╭─ Source extract
So yea, ordering.  It is one of the easiest things to do and yet people, regularly, get it oh so wrong.

*And, actually, in my experience cocktail bartenders don’t really like this either.  Generally they like you to at least give them a liquor and a general idea of sweet or savoryness.

Tip #7 on Being a Good Bar Customer

18 Jun

And here it is, Tip #7.  You know what that means:  if there is a #7, then there must also exist #s 1-6 and guess what?  You’re in luck!  And you can read them all by following these links!  It’s like magic (or hyperlinks…).  Tip #1, tip #2, tip #3, tip #4, tip #5 and, finally, tip#6.

So in this blog I am going to tackle a topic that seems to be slightly divisive: kids in bars.  This divisiveness can be easily proven by referring to a comment I made on my Facebook page a few weeks back that simply read “No, I do not have milk for your child.”  The responses were diverse, to say the least, ranging from “bar life is slowly being destroyed in NYC by entitled parents” to “You’re right, people with kids should just stop trying to enjoy themselves.”  I am not here trying to start an all out war, but I have some opinions.  So, here goes.
╰─
[What is needed]
In the bar-customer tips post, what topic does Tip #7 take on?
╭─ Provided data
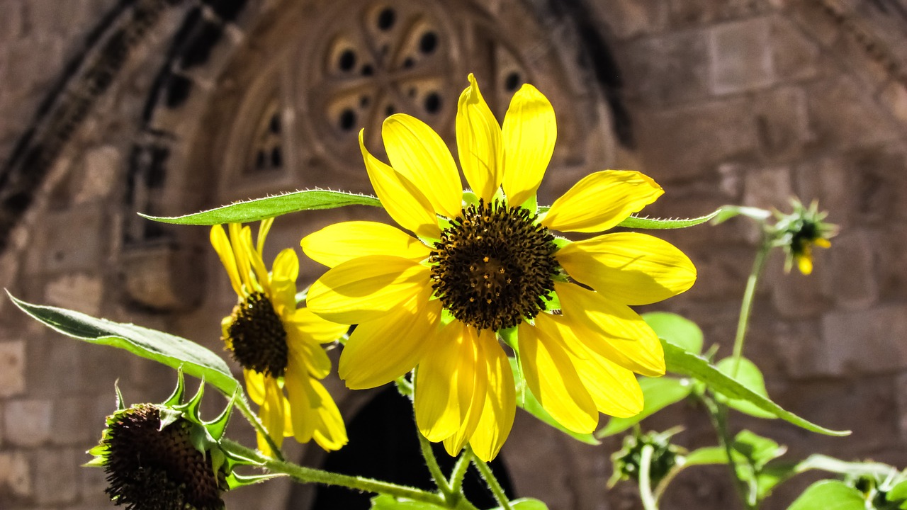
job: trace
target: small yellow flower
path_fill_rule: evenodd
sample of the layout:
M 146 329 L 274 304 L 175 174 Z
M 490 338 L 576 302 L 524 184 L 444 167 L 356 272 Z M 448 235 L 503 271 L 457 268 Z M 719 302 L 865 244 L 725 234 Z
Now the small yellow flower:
╰─
[Task answer]
Kids in bars.